::: Document extract :::
# Urnex Cafiza 2 Coffee Equipment Cleaning Powder



## Bruce Boogie (Dec 1, 2014)

A bottle of the Fracino own brew cleaning stuff is about £10 but the £10 postage makes it VERY expensive.

This Urnex stuff is a similar price but without the ridiculous postage.

Would you clean a Fracino with it?

Sorry if this is a dumb question.


----------



## Dylan (Dec 5, 2011)

I use Urnex, really good stuff, I use their Dezcal for descaling as well. I cant compare the Fracino stuff, but its just like using a different brand of washing up liquid, it will do your machine no harm.


----------



## funinacup (Aug 30, 2010)

Urnex / Cafiza / Puly Caf all the same!


----------



## Dylan (Dec 5, 2011)
:::
* Exercise
Write the next part of the forum thread about cleaning a Fracino machine with Urnex Cafiza, picking up after its final line. The lines further down have nothing to do with this thread.
::: Supplied entries :::
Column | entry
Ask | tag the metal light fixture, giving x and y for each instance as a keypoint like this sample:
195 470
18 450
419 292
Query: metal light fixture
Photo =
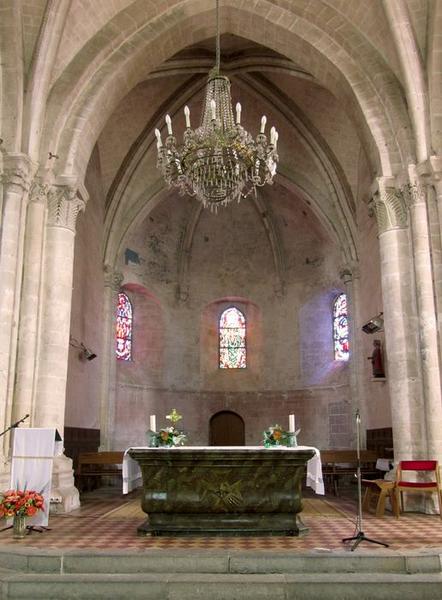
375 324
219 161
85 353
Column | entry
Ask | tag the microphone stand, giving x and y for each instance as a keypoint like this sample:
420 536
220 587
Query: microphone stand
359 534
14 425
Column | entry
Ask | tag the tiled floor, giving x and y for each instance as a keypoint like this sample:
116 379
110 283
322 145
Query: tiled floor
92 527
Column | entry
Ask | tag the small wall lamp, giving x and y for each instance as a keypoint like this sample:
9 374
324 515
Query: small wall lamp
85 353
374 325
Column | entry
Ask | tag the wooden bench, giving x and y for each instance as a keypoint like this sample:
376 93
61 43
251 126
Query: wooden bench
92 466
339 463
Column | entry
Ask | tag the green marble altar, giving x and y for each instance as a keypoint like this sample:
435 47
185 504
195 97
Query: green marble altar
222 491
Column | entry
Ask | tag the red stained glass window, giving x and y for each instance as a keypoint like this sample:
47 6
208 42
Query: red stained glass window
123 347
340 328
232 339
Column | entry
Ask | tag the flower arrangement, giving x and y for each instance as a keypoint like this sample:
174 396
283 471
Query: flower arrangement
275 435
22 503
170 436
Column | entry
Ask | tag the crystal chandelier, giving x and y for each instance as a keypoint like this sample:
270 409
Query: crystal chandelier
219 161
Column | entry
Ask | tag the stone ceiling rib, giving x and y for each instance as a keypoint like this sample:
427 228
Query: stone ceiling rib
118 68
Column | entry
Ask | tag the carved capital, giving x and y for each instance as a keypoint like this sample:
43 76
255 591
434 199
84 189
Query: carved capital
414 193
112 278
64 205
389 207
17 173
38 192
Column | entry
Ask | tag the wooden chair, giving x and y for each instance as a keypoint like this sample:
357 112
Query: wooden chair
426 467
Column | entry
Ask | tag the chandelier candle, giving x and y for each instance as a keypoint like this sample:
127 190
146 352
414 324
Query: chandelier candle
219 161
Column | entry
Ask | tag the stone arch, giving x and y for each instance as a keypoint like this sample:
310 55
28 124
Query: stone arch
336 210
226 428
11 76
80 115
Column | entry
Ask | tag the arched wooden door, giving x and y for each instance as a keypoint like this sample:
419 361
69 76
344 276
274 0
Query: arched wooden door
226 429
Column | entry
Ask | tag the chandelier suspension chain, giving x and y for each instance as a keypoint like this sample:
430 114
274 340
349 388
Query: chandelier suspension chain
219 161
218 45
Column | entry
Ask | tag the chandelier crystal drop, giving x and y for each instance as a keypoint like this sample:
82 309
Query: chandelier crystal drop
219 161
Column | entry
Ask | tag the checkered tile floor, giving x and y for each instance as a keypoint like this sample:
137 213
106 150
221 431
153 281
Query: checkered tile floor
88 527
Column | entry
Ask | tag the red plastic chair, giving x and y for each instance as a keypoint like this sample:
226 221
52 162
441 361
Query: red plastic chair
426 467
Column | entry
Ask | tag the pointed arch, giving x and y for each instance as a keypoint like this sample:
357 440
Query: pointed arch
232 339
:::
* Task answer
Infact if you haven't purchased yet, I have a spare pot, I bought some Cafiza instead of Dezcal once and ended up with a kg of extra Cafiza.

I now have a spare 556g one if you want it for the cost of postage.


----------



## Bruce Boogie (Dec 1, 2014)

EXCELLENT - wrap it up and post it (how do I send the money? PayPal?)


----------



## Dylan (Dec 5, 2011)

Bruce Boogie said:


> EXCELLENT - wrap it up and post it (how do I send the money? PayPal?)


Shoot me a PM with your address, I'll send it snail mail so its cheap and let you know how much it cost.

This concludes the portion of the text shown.